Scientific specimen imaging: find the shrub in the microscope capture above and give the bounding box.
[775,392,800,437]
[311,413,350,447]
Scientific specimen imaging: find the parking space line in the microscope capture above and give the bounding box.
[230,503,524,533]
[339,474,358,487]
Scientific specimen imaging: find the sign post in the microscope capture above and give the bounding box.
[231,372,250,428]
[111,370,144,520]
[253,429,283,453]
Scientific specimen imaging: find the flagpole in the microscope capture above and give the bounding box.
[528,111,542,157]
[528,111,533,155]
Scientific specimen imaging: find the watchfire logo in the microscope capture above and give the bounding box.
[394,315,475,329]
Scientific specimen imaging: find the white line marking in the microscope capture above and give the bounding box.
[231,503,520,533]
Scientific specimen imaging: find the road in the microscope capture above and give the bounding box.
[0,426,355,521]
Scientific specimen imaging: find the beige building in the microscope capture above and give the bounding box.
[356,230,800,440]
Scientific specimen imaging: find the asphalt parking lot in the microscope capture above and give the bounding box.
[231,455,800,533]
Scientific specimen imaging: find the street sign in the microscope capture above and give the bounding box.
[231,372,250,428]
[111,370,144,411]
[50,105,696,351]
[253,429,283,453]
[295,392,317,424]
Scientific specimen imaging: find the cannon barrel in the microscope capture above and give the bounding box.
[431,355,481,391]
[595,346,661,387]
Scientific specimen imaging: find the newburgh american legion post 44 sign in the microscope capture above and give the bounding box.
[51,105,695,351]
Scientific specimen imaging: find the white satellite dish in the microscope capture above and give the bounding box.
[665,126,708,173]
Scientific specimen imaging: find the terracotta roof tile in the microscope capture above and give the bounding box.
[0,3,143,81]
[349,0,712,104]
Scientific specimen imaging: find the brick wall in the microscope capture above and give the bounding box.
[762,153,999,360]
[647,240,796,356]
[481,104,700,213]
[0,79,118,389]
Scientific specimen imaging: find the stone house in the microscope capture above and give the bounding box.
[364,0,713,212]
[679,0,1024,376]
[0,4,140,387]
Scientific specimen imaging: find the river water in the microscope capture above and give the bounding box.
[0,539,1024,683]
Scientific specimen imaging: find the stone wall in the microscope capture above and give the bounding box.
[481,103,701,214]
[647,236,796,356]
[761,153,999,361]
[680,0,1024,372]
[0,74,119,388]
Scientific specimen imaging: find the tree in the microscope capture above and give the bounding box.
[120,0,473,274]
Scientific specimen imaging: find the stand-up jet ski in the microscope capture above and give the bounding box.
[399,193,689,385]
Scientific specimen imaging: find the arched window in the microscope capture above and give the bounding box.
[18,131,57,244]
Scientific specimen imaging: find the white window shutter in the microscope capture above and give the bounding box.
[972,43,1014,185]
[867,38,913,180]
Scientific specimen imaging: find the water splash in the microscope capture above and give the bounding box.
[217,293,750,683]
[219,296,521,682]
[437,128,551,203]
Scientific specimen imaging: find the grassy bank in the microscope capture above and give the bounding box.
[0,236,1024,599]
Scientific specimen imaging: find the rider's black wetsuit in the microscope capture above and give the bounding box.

________________________

Work to complete:
Reproduce all of the data above verbatim, line for line.

Response below:
Scientific specimen imaging: find the shrub in the microscope capture above and give the bounding box.
[775,392,800,437]
[311,413,350,447]
Scientific specimen imaging: find the parking space line in the microscope capture above and give the bounding box.
[230,503,524,533]
[339,474,358,487]
Scientific specimen imaging: find the sign post in the microscope capture above and give the bounding box.
[231,372,250,428]
[111,370,144,520]
[253,429,283,453]
Scientific specimen imaging: find the flagpole in the microscope capture above and give the bounding box.
[528,111,542,157]
[528,111,533,155]
Scientific specimen imaging: find the watchfire logo in the microscope capture above and give the bounding box.
[394,315,475,329]
Scientific specimen imaging: find the white line marking in the microscope capture above and give the bounding box.
[231,503,520,533]
Scientific specimen imaging: find the road in the microscope capture above and give the bounding box.
[0,426,355,521]
Scientific specimen imaging: find the beige building in the microscope capture above and give the bounding box.
[356,230,800,440]
Scientific specimen imaging: find the asphalt parking lot in the microscope capture above and give the bounding box.
[231,455,800,533]
Scientific specimen imaging: find the street sign in the microscope capture above and give the bounding box.
[231,372,250,428]
[111,370,144,411]
[50,105,696,351]
[253,429,283,453]
[295,392,317,424]
Scientific specimen imaging: find the cannon barrel in the microscope capture above and give the bounding box.
[431,355,481,391]
[595,346,661,387]
Scientific specimen imaging: find the newburgh american legion post 44 sign in the microscope capture above and give the bounding box.
[51,105,695,351]
Scientific specimen imaging: find the white satellite dish in the microscope capture above and give the bounding box.
[665,126,708,173]
Scientific specimen imaging: find the terracotta roof tile in the microscope capture above and give the bounding box.
[0,3,143,81]
[349,0,712,104]
Scientific specimen imaging: find the brick wall in the microscope capture above and give the bounding box.
[762,153,999,360]
[647,240,796,356]
[481,104,700,213]
[0,79,118,389]
Scientific specimen imaging: find the stone house in the microscope capture above and give the bounding box.
[364,0,713,212]
[679,0,1024,376]
[0,4,140,387]
Scientific specimen imaging: find the river water in the microscope capture above and give the bounding box.
[0,539,1024,683]
Scientific specimen imaging: find the stone wall in the microscope capture above and give the bounding box.
[481,103,701,214]
[647,236,796,356]
[761,153,999,361]
[680,0,1024,372]
[0,74,119,388]
Scientific specimen imaging: find the tree in the microscope capture above and give the bounding box.
[120,0,473,274]
Scientific specimen imaging: find the stand-up jet ski in the microscope capture above and give the bounding box.
[399,193,689,385]
Scientific specimen imaging: find the arched window in the microscope capture above and give the bounding box.
[18,131,57,244]
Scientific specimen imaging: find the white window shutter in the microscope capture above and give the bounding box.
[972,43,1014,185]
[867,38,913,180]
Scientific specimen imaging: find the water splash in the microscope capture above and give the bounding box.
[217,293,750,683]
[219,296,521,682]
[437,128,551,203]
Scientific specimen imaging: find the grassy bank in the microscope capture above and give the bounding box.
[0,236,1024,599]
Scientific specimen imaging: find the rider's black wetsuit in the microscope capture above and give the bounding box.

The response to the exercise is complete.